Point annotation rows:
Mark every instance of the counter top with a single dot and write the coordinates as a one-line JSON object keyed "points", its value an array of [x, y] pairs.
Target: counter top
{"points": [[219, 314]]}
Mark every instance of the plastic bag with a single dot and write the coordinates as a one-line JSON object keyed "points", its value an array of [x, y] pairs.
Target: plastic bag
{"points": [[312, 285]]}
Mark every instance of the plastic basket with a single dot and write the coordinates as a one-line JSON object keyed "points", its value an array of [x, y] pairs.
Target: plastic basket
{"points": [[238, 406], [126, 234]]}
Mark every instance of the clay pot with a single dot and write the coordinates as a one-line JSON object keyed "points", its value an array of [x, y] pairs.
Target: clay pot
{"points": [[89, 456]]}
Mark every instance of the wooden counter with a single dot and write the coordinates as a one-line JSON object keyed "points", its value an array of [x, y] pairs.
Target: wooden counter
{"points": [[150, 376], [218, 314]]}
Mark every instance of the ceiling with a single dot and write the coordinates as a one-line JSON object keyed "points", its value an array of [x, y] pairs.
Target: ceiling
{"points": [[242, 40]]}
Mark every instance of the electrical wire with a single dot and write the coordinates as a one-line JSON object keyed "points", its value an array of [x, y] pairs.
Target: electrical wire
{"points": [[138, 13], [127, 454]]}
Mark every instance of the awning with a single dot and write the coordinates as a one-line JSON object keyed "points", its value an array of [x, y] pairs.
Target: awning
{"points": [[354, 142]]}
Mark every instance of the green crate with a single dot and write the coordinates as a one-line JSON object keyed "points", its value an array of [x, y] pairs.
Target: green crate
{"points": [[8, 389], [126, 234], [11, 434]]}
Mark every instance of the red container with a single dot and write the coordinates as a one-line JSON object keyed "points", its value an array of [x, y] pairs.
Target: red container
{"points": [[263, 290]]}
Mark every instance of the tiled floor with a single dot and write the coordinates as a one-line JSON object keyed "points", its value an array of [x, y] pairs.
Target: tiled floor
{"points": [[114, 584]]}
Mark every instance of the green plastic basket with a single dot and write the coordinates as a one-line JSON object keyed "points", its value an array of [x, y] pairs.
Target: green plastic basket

■ Directions for this task ■
Reproduce every one of the rows above verbatim, keeping each line unchanged and in its original order.

■ Task output ■
Mark every instance of the counter top with a single dot and write the coordinates as a one-line JSON object keyed "points", its value an array of [x, y] pairs.
Target: counter top
{"points": [[219, 314]]}
Mark every instance of the plastic bag with a single dot and write the coordinates as a one-line JSON object keyed "points", its value an array of [x, y] pairs.
Target: plastic bag
{"points": [[312, 285]]}
Mark every instance of the plastic basket with a single dot and write the coordinates as a one-line JSON object keyed "points", its value an array of [x, y] pairs.
Target: plastic basket
{"points": [[238, 406], [126, 234]]}
Mark every instance of the clay pot with a single dot and write the coordinates as a one-line JSON object keyed "points", its value an array of [x, y] pairs.
Target: clay pot
{"points": [[89, 456]]}
Mark every instance of the wooden counter with a single dot and write the coordinates as a one-line JSON object keyed "points", its value an array of [x, y] pairs.
Target: wooden counter
{"points": [[150, 376], [218, 314]]}
Mark every instance of the ceiling with a single dot and write the coordinates as a one-line JSON object keyed "points", its value an array of [x, y] pairs.
Target: ceiling
{"points": [[242, 40]]}
Mark every instance of the electrical wire with a single dot and write the coordinates as a one-line JSON object keyed "points", its value an array of [x, y] pairs.
Target: electrical wire
{"points": [[138, 13], [127, 454]]}
Mark every instance of the awning with a single dot and write the coordinates as a one-line JSON object keyed "points", its value an array of [x, y] pairs.
Target: awning
{"points": [[354, 142]]}
Mark every instance of the green crate with a single dot and write the coordinates as a one-line JSON object keyed "points", its value an array of [x, y] pairs.
Target: green crate
{"points": [[8, 389], [126, 234], [11, 434]]}
Mark every instance of the red container with a single dot and write the coordinates as a one-line JSON object keyed "points", its value an array of [x, y] pairs.
Target: red container
{"points": [[263, 290]]}
Mark every instance of the tiled floor with a single dot and write the coordinates as a one-line JSON object keyed "points", its value an array of [x, y] pairs.
Target: tiled floor
{"points": [[114, 584]]}
Mark every instance of the green plastic basket with a single dot and write the coordinates as a one-line JSON object keyed "points", its value an array of [x, y] pairs.
Target: green plastic basket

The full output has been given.